··· Source ···

Friendship at Different Points in a Lifespan

Goal of the research

This research seeks to find the role of friendship in people’s development. The research is informed by the notion that human beings thrive well in good relationships established in the society. Such relationships serve to affirm, encourage, advice and promote one’s self esteem. While childhood friendship may simply thrive around the children that a specific child spends time with, age allows people to make more deliberate choices in their adolescent or adulthood friends. Usually, adolescents will maintain friendship relations with peers with whom they share common interests. The same happens in adulthood.

Methodology

This research is based on a review of existing literature. Two research findings from two research studies were used in the literature review. The findings were analyzed and the results indicated in the ‘research findings’ section hereunder.

Limitations

This methodology is limited in its scope because this research is based on the findings of the authors featured. Due to time limitations however, a quantitative survey could not be carried out and hence the survey opted to make optimal use of the literature review.

Literature review

Fingerman & Lang (2004) have written about personal relationship that people maintain in different phases in life. In their opinion, the nature of personal relationships that a person maintains “accompany, set forth or hold back developmental progress” (p. 9). According to these authors, friendships not only arise from individual growth, but are also important outcomes of the same. Some of the identified influences on friendship include life experiences, maturation and the social context that people base their friendship relationships on.

In some cases, friendships can transcend cultural, generational, regional or time boundaries especially if such are based on familial, cultural, societal or institutional context. Right from childhood, people have a never ending need to relate with other people. As one moves from one developmental stage to the other, the extent of their interaction with the bigger society widens. This explains why just a handful of childhood friends remain as lifelong friends. Others simply become distant memories only to be remembered occasionally when reminders such as photographs are seen. The process of making new friends is a never ending one. As Fingerman & Lang (2004) observe, every new phase in the life of a person opens a new door to make new friends. New workplaces mean that a person has to relate well with people working therein. They may not be intimate friendships, but they are necessary and essential for growth in the work place.

The friendship ties that people develop in a lifespan serve different purposes. Fingerman & Lang (2004) note that in the social world, social ties serve to provide people with entertainment, inspiration, encouragement and help. More to this people involved in such social ties make demands and also influence a person’s evaluation of themselves as well as other people.

Investigating the significance of romantic friendship in adolescents, and the effect on development in adolescents, Bukowski et al. (1998) observe that friendship are multi-dimensional and thus more efforts should be dedicated to understanding the different perspectives in personal relationships.

Friendships can be differentiated according to the purpose they serve for people. In childhood friendship, it is merely an end by itself. As people grow older however factors such as recreation and companionship shape friendship. Others include guidance, help, care, validation and conflict resolution (Bukowski et al. 1998). To children, friendship formation is mainly influenced by family relations (Bukowski et al. 1998). According to these authors, parents play a moderating role in the friendship relationships that their children take up.

···

Jobs
(1) From the friendship paper, reproduce word for word the passage starting with "The friendship ties" and going on through "as other people.".
(2) Answer these questions from the friendship paper:
(a) What is the research based on?
(b) Why could a quantitative survey not be carried out?
(c) According to Bukowski et al. (1998), what mainly influences friendship formation in children?

··· Given entries ···

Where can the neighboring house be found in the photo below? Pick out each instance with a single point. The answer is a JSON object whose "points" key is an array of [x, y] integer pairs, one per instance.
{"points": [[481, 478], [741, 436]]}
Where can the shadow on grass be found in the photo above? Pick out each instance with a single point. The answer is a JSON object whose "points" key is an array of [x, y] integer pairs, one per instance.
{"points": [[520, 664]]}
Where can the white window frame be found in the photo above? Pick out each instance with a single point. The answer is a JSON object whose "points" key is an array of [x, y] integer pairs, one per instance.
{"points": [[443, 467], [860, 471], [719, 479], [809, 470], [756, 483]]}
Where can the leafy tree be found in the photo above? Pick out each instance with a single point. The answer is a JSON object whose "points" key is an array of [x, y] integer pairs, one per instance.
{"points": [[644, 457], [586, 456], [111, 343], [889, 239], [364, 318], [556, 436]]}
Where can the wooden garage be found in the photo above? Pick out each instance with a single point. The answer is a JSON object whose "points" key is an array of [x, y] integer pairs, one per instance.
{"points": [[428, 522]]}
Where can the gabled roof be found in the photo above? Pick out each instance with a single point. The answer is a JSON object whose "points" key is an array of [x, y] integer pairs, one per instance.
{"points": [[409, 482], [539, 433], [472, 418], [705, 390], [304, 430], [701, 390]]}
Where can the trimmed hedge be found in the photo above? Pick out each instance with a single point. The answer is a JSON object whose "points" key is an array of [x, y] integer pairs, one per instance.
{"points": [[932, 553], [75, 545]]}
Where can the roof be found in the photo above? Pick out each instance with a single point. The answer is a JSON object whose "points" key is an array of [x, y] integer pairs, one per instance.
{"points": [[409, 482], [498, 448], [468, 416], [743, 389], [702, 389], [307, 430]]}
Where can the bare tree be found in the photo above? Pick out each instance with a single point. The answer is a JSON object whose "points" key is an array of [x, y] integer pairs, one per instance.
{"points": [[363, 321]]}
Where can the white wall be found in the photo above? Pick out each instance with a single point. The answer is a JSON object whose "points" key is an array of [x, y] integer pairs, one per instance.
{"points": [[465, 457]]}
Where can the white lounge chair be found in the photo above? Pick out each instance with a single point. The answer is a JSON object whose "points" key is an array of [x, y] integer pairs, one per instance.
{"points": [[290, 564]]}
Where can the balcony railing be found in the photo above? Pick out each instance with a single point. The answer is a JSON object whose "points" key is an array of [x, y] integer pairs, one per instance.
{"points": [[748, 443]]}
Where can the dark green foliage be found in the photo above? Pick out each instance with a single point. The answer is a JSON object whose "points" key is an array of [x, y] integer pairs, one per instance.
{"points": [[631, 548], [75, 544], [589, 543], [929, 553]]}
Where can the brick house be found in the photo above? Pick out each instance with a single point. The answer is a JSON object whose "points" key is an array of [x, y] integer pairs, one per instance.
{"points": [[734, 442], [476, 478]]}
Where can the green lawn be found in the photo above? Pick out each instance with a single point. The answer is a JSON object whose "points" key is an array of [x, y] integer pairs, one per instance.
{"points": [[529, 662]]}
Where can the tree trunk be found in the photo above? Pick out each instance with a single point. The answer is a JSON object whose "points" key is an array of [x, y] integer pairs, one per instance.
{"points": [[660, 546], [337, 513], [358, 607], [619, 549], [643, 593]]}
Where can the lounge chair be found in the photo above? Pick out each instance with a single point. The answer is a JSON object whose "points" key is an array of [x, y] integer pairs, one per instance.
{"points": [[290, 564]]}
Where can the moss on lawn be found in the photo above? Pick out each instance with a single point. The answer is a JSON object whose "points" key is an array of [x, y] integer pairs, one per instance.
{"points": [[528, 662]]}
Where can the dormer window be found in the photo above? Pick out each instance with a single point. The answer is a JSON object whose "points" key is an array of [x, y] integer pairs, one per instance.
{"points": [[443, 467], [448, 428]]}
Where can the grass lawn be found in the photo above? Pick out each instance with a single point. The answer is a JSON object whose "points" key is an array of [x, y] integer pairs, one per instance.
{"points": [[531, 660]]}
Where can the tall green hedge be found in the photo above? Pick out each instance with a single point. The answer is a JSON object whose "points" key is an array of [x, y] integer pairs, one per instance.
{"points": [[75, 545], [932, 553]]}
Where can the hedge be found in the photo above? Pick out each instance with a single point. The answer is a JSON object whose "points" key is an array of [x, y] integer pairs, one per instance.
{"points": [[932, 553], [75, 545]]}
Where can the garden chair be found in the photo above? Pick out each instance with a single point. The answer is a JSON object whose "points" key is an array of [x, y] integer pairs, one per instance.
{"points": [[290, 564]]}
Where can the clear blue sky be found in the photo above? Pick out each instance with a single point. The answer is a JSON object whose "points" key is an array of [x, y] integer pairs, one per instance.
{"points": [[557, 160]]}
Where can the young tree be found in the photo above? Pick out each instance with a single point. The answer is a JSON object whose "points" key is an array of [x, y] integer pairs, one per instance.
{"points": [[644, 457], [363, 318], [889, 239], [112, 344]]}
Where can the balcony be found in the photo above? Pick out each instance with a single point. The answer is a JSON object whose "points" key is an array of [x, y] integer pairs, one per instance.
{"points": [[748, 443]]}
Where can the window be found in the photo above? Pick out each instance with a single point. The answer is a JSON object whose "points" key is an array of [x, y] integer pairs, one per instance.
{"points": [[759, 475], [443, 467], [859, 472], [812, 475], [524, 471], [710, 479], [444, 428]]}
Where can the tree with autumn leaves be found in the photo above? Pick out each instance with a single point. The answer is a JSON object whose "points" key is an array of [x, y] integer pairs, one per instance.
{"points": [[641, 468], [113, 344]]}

···

Final answers
(1)
The friendship ties that people develop in a lifespan serve different purposes. Fingerman & Lang (2004) note that in the social world, social ties serve to provide people with entertainment, inspiration, encouragement and help. More to this people involved in such social ties make demands and also influence a person’s evaluation of themselves as well as other people.

(2)
(a) A review of existing literature.
(b) Because of time limitations.
(c) Family relations.